• EXCERPTED TEXT:
Talent: O’Bannon and Shusett craft a genre mashing script with a “Giger Monster” that starts garnering immediate attention.
Luck: A handshake deal from Roger Corman’s company with a suggested budget of $750,000 (and paper work to follow in a few days), was circumvented when a chance meeting with an ambitious college friend who asked to read the script – loved it – and offered to take it to Fox, where it was purchased by Brandywine. This elevated the property from B-movie territory, to studio dark horse.
Timing: With the success of Star Wars, combined with the sketches Ridley Scott had presented to the studio, Fox was excited enough about the project to double the $4.2 million budget to $8.4 million. This further expanded the production value that Ridley Scott was pushing for to match the visual landscape he wanted to bring to the film.
Passion: Dan O’Bannon suggests production designers Ron Cobb, Chris Foss and H.R. Giger be hired to design the film. The studio brings in Cobb and Foss, but balks at the idea of bringing in an eccentric Swiss artist in Giger. After O’Bannon shows Ridley Scott some of Giger’s artwork, and explains the artist’s influence on the script, Scott threatens to leave the project if Giger isn’t hired. Fox acquiesces, and the stars for Alien’s legacy are finally aligned.
Genius: The score by Jerry Goldsmith (although striped down in the editing room by Scott) is visceral, dark, moody and powerful. The sound design – water dripping, dangling chains rattling like nightmarish wind chimes, voices distorted while transmitted over headsets, as well as the key moments where the absence of sound makes you hold your breath. The female heroine in Sigourney Weaver’s brilliant portrayal of Ripley – an against type female character who isn’t there to run from the monster with her top off. She’s smart, resourceful, and one of cinemas all time great heroes. The pacing. The camera movements. The eggs. The Chestburster. The Facehugger. The mist. The in-camera effects that play out like seamless magic tricks. The Michael Meyers like Alien predator that hides in the shadows, and blends into the architecture of the Nostromo, laying in wait. The decapitated android. Jones the cat. All skillfully pieced together in Ridley Scott’s space noir, sci-fi benchmark, that heightens all your fears, and puts you in the space ship when projected on the big screen.
Alien is one of those movies that you can remember where you were and who you were with when you saw it for the first time. If you had a cat, and it got skittish in the middle of the night, you were afraid to find out why. A shadow on your bedroom wall, or a coat hanging on the back of your bedroom door with the lights off, could be Giger’s Alien. Like Elvis or The Beatles inspiring countless musicians when they appeared on The Ed Sullivan Show for the first time, the influence of this film on screenwriters, production designers, special effects artists, actors, and directors is prolific. It quite simply is a monster. The visual iconography of Alien still terrorizes audiences and grips them in Hitchcock like suspense, with seat jumping payoffs that are as powerful today, as they were in 1979. Alien – The Director’s Cut has some added footage (most notably Ripley discovering a cocooned Dallas and Brett), with some “minor adjustments” made to the existing footage, that does not disrupt Scott’s original pacing. In Space No One Can Hear You Scream—but at the New Beverly, we will hear you at the concession stand.

• RECORDED INFORMATION:

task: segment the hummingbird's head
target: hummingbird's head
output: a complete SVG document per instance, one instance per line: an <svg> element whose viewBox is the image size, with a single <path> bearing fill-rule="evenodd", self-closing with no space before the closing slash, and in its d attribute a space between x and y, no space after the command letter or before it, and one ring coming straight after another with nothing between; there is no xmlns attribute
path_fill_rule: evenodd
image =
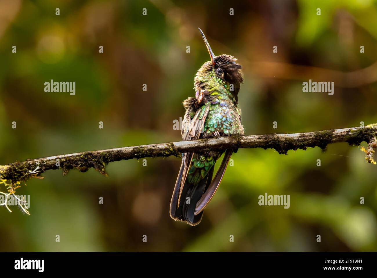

• PROBLEM 1: In the text on Alien, what did Fox raise the film's budget to after it doubled the original figure?
• PROBLEM 2: Quote the part of the text on Alien that opens with the words containing "Luck: A handshake" and closes with "studio dark horse.".

• RESPONSE 1: $8.4 million

• RESPONSE 2:
Luck: A handshake deal from Roger Corman’s company with a suggested budget of $750,000 (and paper work to follow in a few days), was circumvented when a chance meeting with an ambitious college friend who asked to read the script – loved it – and offered to take it to Fox, where it was purchased by Brandywine. This elevated the property from B-movie territory, to studio dark horse.